▸ **Short task**: Please answer from the Wakarusa 2012 preview: which stage does it say is for more electronica-based artists?

▸ **Source extract**:
Wakarusa 2012 gearing up to hit the Ozark mountaintop once again
I would be the ideal man on the ground to get the inside scoop. As I am no stranger to festivals. This is most definitely my element. I have an uncanny ability to pick apart situations and digest them into comprehensive and entertaining reads. Such that I am not only describing what is taking place, but how the the music affects both mine and others psyches. This way, I will be able to paint a perfect picture of the sets I attend. After reading my entries you should be able to have such a feel for this festival that you may as well have been there. I will also provide pictures of sets/people/places in order to provide a full visualization of the Wakarusa experience.
Wakarusa is getting ready to take Ozark by storm once again. It is a festival guaranteed to ask no quarter and give none. This will be my fourth year attending Wakarusa in Ozark, Arkansas and I must say I am quite excited for this year. The number of patrons has increased steadily over these past few years and this year will by far be the largest. Thousands of young ragers will show up and will not be disappointed to say the very least. Music is scheduled from early afternoon all the way into the wee hours of the morning for that extra hard core of Wakarusians. Also for those that somehow manage to wake up early of their own accord (sun permitting) there is yoga and all other types of group activities scheduled for the morning hours. This year’s lineup is pretty enticing. While not as solid as I have seen in the past, the diversity makes up for it with ease. From heavy hitters like Primus all the way to jam savants Umphrey’s McGee, dub/house/electro on steroids EOTO, and smaller but well known bluegrass band Railroad Earth. Also included is just about every variation of electronica music on the scene today. Even That 1 Guy known for being able to play just about anything including a boot. You can go catch Hot Buttered Rum’s smooth bluegrass sound and jump straight into Primus with Claypool’s frenetic bass lines then into EOTO’s filthy dubstep whomp. The possibilities are quite mouthwatering, and I’m sure many of my fellow festival goers will agree. There are many tents and stages provided by Wakarusa. There is the Satellite stage (for more electronica based artists), the Outpost (for smaller artists not quite big enough for the Revival tent). The Revival tent is for fairly well known acts of all genres. Sometimes a band that played the Mainstage their first night will play the Revival their second. The Mainstage is of course for the largest acts. It boasts a much bigger setup than past years and I assume will be bigger this year than last. The sound system is also quite impressive. Guaranteed to assault you with only the deepest psyche-penetrating bass and soaring melodies. I prefer this festival over one such as Bonnaroo, because you get the music and intimate environment without the hordes of people and hassle. Wakarusa is a far cry from the commercial Manchester-based festival.

▸ **Data supplied**:

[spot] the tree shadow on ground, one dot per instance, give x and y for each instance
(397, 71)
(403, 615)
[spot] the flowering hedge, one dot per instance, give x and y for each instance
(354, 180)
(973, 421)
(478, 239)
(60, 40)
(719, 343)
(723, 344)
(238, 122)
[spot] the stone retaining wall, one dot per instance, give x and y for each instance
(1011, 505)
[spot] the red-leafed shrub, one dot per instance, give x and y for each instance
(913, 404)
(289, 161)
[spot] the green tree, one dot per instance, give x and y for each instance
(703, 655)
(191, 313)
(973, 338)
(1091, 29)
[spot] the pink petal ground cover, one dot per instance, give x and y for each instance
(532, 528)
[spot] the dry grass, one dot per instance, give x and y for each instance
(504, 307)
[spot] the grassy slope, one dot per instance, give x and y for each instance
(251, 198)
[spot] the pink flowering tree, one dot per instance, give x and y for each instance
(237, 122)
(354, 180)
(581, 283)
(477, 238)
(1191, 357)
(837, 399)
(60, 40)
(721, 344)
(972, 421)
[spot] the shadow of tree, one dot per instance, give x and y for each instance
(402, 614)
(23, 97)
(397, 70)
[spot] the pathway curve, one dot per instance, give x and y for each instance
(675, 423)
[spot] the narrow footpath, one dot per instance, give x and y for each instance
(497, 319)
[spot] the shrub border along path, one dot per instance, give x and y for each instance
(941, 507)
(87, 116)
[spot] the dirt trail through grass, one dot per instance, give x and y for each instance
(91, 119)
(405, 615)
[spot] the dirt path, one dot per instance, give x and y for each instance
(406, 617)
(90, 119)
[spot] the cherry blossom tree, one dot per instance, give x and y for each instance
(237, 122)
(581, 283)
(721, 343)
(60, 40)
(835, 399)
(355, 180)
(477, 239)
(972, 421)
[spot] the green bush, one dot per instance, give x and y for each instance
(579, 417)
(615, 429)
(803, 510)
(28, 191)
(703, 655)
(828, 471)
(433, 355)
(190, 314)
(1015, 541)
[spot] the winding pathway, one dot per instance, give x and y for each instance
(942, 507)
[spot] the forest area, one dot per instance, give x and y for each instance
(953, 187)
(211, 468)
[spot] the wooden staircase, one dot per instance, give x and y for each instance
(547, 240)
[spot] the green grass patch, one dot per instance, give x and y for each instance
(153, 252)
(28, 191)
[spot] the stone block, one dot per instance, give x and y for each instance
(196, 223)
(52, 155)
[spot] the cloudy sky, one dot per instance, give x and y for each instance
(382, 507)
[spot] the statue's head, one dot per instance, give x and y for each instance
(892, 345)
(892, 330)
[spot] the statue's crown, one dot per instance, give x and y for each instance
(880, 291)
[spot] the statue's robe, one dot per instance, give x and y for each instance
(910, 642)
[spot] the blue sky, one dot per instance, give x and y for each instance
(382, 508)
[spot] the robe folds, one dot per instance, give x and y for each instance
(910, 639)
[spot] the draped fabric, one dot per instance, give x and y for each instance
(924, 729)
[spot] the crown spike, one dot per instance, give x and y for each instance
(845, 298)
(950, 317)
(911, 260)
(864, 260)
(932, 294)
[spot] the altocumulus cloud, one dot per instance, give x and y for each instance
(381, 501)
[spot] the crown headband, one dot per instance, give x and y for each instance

▸ **Final result**: The Satellite stage.